Copy the records below verbatim, from the line containing "In the photo below, where can the grid" through the line containing "point(297, 246)", and include both of those lines. Leave any pictures out of your copy.

RECORDS FOR THIS EXERCISE:
☆ ☆ ☆ ☆ ☆ ☆ ☆
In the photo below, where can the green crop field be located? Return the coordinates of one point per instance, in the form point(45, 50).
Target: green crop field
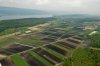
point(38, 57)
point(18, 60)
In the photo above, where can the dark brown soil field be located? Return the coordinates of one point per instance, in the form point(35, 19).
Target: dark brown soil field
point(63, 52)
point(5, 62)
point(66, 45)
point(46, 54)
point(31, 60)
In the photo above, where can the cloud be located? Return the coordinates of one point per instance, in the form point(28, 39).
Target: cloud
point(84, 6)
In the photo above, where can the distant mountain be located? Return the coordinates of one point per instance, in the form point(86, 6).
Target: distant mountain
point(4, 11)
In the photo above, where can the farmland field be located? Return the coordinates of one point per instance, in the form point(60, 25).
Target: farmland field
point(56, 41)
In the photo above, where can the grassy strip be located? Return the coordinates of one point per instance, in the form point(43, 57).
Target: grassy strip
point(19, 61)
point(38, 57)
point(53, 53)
☆ ☆ ☆ ☆ ☆ ☆ ☆
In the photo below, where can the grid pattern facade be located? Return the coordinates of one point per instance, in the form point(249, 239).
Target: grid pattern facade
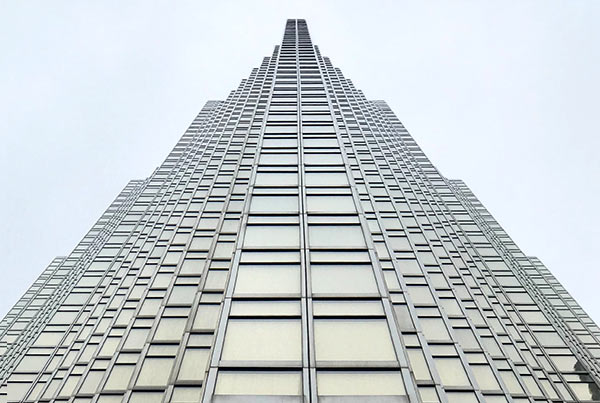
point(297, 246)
☆ ☆ ☆ ☆ ☆ ☆ ☆
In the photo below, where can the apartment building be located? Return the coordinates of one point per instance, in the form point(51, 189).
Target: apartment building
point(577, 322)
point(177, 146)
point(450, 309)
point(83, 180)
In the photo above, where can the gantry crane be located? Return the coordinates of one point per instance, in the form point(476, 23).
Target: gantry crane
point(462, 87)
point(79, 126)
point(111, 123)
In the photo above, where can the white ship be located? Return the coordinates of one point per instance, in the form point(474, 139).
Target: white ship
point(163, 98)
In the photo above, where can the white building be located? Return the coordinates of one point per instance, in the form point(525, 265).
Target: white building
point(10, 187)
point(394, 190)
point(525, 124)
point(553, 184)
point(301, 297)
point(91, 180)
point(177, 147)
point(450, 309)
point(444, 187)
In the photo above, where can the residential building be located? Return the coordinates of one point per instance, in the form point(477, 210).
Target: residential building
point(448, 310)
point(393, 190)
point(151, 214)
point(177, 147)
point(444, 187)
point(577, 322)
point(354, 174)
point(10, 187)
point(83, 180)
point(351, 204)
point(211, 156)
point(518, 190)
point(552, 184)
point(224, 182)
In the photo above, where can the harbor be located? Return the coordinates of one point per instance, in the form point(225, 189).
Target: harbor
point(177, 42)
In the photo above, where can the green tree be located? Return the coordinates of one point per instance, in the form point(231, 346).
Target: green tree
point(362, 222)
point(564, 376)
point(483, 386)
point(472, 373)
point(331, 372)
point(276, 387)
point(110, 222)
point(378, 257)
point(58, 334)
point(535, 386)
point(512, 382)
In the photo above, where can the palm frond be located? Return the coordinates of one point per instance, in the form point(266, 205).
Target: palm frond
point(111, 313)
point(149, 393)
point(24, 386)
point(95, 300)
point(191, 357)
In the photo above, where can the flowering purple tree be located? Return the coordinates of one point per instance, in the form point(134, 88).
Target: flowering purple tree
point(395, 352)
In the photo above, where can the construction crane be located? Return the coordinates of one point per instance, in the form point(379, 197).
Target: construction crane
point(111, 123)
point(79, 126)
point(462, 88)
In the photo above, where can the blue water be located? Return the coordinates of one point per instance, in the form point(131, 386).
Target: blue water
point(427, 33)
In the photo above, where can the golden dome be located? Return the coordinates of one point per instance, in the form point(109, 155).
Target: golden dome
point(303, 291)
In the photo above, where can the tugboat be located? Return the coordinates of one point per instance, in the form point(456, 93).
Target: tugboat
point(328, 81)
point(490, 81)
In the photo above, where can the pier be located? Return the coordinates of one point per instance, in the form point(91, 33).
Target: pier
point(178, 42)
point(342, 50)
☆ ☆ ☆ ☆ ☆ ☆ ☆
OUTPUT OF THE EXERCISE:
In the photo below, where can the grid pattern facade be located? Return the coordinates of one point per instance, in the form point(249, 239).
Target: grid pattern facade
point(297, 246)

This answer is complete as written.